To compare any two players of your choice, or to compare a player to a positional archetype like First-Line Centre or Second-Pair Defender, you can use Galamini’s website: http://ownthepuck.blogspot.ca/. These comparisons can be used to enhance understanding of a player’s skill set, inform debates, and evaluate moves made by NHL teams, among other uses.
All-3-Zone Data Visualizations:
While a HERO chart is an all-encompassing snapshot of a players contributions on the ice, the All-Three-Zones visuals are concerned with more specific aspects of the game. CJ Turtoro (@CJTDevil) created two sets of visuals using data from Corey Sznajder’s (@ShutdownLine) massive tracking project.
You can find both sets of visuals at the links below:
In the first set of visuals, you will find 4 leaderboards. Players are ranked in the 5v5 stats listed below.
5v5 Entries -- How often players enter the offensive zone by making a clean pass to a teammate (Entry passes/60) or by carrying the puck across the blue line themselves (Carry-ins/60).
Other notes: The best way to enter the zone is to enter with possession of the puck (Entry passes + Carry-ins, as discussed above). These types of entries are called Possession Entries. Although other types of attempts are included in the leaderboard as well, players are automatically sorted by Possession Entries/60 because these alternative attempts are less than ideal. If you decide to change this, use the “Sort By (Entries)” filter to rank the players in other ways.
───
= Directive a =
In the excerpt on hockey data visualizations, who created the two sets of All-Three-Zones visuals?

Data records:
───
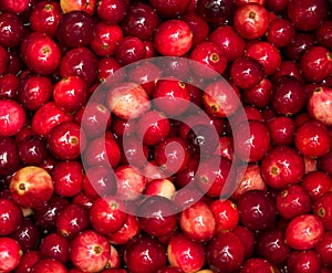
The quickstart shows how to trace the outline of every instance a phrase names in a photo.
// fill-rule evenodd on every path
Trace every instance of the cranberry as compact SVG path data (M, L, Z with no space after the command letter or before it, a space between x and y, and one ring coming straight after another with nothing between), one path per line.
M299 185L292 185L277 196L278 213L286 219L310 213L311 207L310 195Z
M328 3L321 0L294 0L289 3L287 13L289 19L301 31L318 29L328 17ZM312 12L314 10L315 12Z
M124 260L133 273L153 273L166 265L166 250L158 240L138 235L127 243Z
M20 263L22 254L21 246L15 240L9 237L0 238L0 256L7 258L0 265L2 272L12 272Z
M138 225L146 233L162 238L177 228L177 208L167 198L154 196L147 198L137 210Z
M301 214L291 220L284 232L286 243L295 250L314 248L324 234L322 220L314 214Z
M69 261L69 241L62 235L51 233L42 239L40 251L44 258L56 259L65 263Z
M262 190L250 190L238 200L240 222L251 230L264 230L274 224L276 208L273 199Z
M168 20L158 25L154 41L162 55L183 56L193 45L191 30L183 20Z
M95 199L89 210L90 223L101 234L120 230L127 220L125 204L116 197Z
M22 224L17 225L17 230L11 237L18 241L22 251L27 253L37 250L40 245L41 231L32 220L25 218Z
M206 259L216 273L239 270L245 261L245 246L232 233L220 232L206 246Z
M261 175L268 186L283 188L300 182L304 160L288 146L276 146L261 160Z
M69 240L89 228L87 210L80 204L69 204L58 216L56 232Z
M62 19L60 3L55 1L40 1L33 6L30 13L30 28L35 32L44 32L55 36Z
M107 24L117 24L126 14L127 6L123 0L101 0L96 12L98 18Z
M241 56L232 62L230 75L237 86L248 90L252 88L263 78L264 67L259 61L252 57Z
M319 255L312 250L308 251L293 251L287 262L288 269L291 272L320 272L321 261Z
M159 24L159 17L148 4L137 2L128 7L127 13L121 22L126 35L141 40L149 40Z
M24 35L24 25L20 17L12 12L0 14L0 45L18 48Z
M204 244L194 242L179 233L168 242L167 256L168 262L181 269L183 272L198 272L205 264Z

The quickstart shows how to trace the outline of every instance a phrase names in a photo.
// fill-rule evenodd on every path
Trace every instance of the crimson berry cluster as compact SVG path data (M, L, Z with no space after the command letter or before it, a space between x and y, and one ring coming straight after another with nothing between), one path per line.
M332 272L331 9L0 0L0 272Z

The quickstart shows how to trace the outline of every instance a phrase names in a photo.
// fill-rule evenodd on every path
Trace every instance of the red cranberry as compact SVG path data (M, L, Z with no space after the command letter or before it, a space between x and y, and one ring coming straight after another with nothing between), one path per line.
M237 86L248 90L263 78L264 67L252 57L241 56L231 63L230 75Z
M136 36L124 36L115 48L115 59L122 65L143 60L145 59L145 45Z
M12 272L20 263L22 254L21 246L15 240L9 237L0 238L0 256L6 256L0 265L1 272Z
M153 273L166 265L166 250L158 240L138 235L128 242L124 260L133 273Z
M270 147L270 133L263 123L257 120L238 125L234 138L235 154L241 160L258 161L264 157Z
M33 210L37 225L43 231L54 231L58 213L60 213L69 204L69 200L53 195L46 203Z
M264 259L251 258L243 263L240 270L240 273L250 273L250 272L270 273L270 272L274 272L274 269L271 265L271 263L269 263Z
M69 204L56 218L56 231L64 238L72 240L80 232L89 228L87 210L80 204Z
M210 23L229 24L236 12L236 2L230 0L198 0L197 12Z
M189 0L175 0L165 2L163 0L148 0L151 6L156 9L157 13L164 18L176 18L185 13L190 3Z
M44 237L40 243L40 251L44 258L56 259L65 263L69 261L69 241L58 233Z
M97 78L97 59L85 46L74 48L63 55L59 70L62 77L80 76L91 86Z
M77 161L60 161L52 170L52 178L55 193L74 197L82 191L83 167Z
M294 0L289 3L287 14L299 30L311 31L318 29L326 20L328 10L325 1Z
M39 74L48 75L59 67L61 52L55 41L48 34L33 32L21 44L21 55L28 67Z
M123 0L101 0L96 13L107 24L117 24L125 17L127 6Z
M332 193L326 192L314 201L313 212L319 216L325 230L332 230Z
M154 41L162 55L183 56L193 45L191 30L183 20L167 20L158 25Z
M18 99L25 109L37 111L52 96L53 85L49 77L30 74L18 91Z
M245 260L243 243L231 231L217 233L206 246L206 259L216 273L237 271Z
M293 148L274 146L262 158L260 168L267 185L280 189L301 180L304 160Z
───
= Directive b =
Reproduce the records word for word, from their very beginning down to the line that contains "M22 224L17 225L17", with both ends included. Leave the pictures out.

= Final answer a =
CJ Turtoro (@CJTDevil) created them.

= Final answer b =
The quickstart shows how to trace the outline of every instance a phrase names in a photo.
// fill-rule evenodd on every path
Trace every instance of the cranberry as compact SVG path data (M, L, Z with no space after the command letter or before it, a space between x and y, and one ring coming straight after another with nothing between), one path per line.
M299 185L292 185L277 196L278 213L286 219L310 213L311 207L310 195Z
M328 3L321 0L294 0L289 3L287 13L289 19L301 31L318 29L328 17ZM312 12L314 10L315 12Z
M124 260L133 273L153 273L166 265L166 250L158 240L138 235L127 243Z
M20 263L22 254L21 246L15 240L9 237L0 238L0 256L7 258L0 265L2 272L12 272Z
M138 225L146 233L162 238L177 228L177 208L167 198L154 196L147 198L137 210Z
M301 214L291 220L284 232L286 243L295 250L314 248L324 234L322 220L314 214Z
M69 261L69 241L62 235L51 233L42 239L40 251L44 258L56 259L65 263Z
M262 190L250 190L238 200L240 222L251 230L264 230L274 224L276 208L273 199Z
M168 20L158 25L154 41L162 55L183 56L193 45L191 30L183 20Z
M95 199L89 210L90 223L101 234L120 230L127 220L125 204L116 197Z
M22 224L17 225L17 230L11 237L18 241L22 251L27 253L37 250L40 245L41 231L32 220L25 218Z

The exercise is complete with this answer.